Brief
Answer these questions from the article about possible wolves on the Colville reservation.
(a) How many square miles does the reservation cover?
(b) In what area were the tracks and fecal material found?
(c) According to the U.S. Fish & Wildlife Service, at least how many wolves did Washington have east of Highway 97 at the end of 2010?

Document section

______

Colville biologists are anxiously awaiting word back from a genetics lab on a sample of canine poop they sent in earlier this winter.
Joe Peone, director of the Colville Fish & Wildlfe Department in Nespelem, says some “pretty good-sized” tracks were found with it and now they’re wondering if a couple wolves are wandering their 2,100-square-mile North-central Washington reservation.
Biologists have tried howling surveys, setting up trail cams and deploying scent traps, but have come up empty so far, he says.
The tracks and fecal material came from the Sanpoil River valley, about halfway between the river’s mouth on Lake Roosevelt and the reservation’s northern boundary, Peone says.
Acknowledging that dogs stray around too, he says there have been reports of wolves on the reservation over the past six to eight years, though nothing’s been confirmed.
About 20 miles north of the Colville’s north edge, there have been two separate recent reports of wolf sightings from the Malo area, according to a source at Conservation Northwest.
It’s not surprising given the fact that for decades wolves have been wandering through Washington, as state Department of Fish & Wildlife records show, and the Grand Forks, BC, area, 20 miles north of Malo, is also seeing wolf reports, according to a provincial biologist.
It hasn’t been until the last three years, however, that any have been confirmed to shack up and raise a litter. The most recent data from the U.S. Fish & Wildlife Service says that at the end of 2010 Washington had a minimum of 16 wolves east of Highway 97 in two packs — including 12 in the Diamond Pack of east-central Pend Oreille County.
That figure doesn’t include wolves on the Oregon border in the Blue Mountains or the two or three left in the Lookout Pack west of the highway in western Okanogan County.

______

Dataset
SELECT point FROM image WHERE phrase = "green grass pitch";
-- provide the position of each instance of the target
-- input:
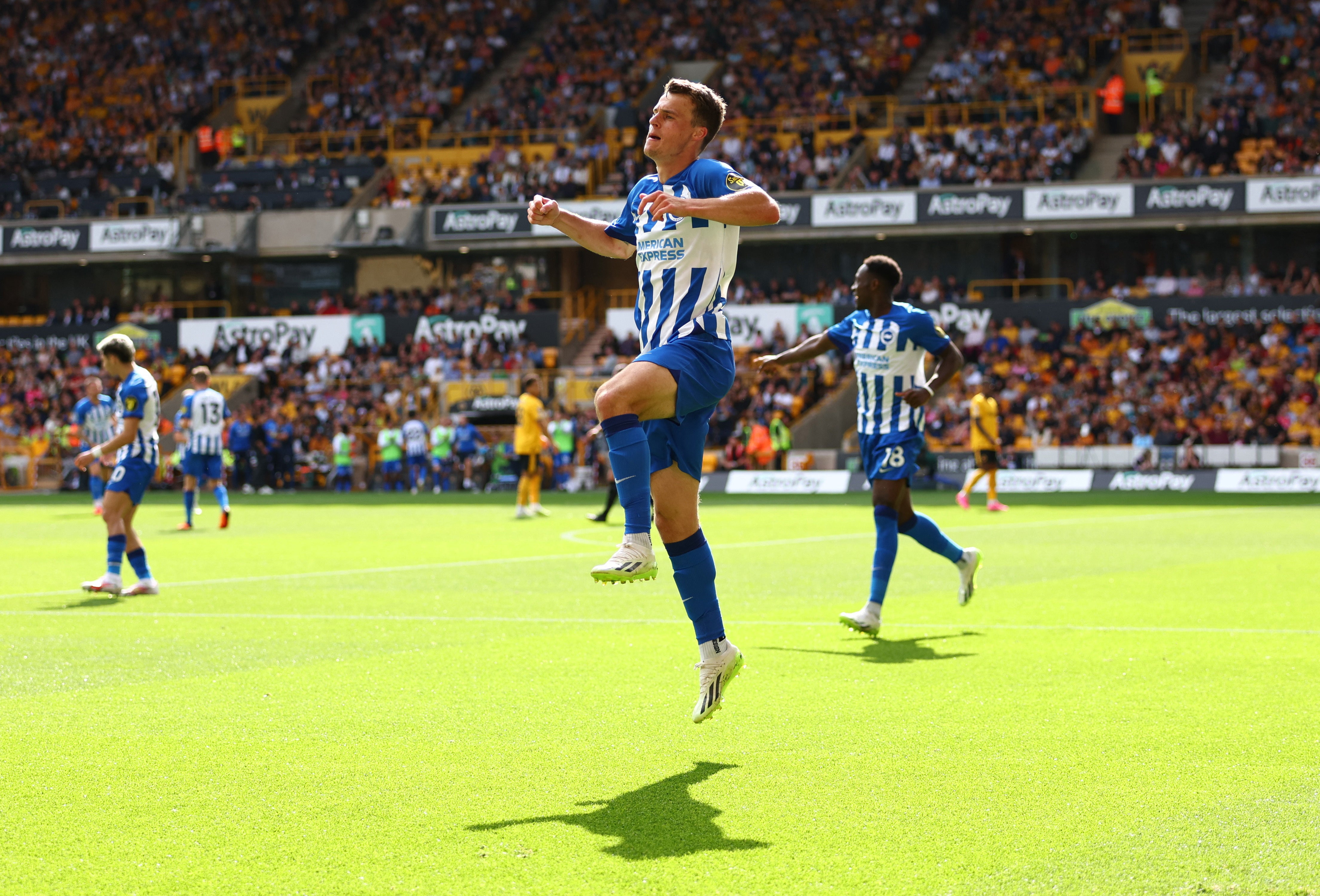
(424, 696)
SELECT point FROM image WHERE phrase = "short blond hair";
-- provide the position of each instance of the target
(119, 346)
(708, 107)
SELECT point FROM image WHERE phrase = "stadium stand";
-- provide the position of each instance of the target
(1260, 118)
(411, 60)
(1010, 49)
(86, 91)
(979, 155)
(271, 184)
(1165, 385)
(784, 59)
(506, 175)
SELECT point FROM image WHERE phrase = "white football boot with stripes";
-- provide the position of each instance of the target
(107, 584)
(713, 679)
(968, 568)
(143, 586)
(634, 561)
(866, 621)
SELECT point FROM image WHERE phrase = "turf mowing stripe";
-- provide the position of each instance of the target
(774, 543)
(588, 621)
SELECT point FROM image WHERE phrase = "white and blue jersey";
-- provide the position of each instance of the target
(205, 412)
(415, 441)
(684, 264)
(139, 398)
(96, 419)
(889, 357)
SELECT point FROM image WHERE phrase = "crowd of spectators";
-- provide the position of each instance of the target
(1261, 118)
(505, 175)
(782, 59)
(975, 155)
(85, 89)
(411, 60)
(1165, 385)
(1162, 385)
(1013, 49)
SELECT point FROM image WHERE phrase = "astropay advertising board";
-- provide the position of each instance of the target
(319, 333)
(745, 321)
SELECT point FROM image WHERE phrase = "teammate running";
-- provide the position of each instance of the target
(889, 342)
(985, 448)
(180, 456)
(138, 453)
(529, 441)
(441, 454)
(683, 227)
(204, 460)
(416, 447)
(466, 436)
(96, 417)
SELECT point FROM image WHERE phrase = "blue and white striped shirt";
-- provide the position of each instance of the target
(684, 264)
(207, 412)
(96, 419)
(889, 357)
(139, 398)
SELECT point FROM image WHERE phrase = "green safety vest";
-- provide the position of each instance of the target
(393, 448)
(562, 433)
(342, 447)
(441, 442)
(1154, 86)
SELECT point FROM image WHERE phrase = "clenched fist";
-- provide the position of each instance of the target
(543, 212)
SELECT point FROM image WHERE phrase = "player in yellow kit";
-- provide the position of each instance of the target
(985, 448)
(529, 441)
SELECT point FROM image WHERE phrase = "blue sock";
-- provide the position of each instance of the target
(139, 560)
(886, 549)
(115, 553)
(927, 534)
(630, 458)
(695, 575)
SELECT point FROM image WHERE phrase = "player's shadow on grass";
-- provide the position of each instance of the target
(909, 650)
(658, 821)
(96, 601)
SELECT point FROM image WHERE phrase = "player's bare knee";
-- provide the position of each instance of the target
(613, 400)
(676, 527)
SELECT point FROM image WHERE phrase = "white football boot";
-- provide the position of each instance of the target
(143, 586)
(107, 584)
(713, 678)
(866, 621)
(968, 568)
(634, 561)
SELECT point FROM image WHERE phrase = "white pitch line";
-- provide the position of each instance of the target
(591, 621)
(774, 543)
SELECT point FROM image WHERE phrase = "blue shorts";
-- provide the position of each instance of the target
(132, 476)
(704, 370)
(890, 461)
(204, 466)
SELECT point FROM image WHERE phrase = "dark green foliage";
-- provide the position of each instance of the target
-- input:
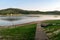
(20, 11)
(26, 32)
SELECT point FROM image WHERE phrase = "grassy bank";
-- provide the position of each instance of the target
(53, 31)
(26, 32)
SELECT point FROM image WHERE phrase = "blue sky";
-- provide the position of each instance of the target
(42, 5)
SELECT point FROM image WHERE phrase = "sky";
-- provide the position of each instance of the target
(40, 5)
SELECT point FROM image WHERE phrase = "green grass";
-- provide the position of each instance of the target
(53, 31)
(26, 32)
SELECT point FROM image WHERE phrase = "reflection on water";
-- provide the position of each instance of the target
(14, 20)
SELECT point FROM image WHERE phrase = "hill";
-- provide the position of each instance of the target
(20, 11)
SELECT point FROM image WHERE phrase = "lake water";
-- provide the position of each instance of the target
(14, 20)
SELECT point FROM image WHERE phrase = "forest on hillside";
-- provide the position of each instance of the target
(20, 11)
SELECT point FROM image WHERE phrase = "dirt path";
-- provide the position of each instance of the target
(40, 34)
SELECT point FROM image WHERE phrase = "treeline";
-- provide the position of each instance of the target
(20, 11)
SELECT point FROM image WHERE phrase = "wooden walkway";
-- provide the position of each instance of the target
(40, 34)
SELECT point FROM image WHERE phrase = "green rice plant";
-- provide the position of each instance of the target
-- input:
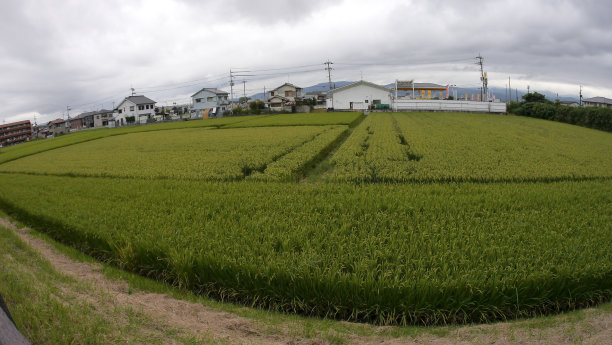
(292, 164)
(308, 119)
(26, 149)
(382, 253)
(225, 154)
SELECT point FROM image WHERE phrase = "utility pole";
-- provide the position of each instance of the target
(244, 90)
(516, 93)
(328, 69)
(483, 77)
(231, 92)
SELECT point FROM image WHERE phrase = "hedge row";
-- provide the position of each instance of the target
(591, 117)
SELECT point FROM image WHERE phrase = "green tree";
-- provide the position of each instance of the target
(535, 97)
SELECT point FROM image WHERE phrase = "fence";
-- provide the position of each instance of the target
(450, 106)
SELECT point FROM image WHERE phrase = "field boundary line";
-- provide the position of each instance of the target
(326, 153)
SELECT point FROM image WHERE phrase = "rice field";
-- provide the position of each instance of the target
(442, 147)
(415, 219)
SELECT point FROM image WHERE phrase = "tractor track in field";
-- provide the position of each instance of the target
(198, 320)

______

Solution to the problem
(a) 2,100 square miles.
(b) The Sanpoil River valley, about halfway between the river's mouth on Lake Roosevelt and the reservation's northern boundary.
(c) At least 16 wolves, in two packs.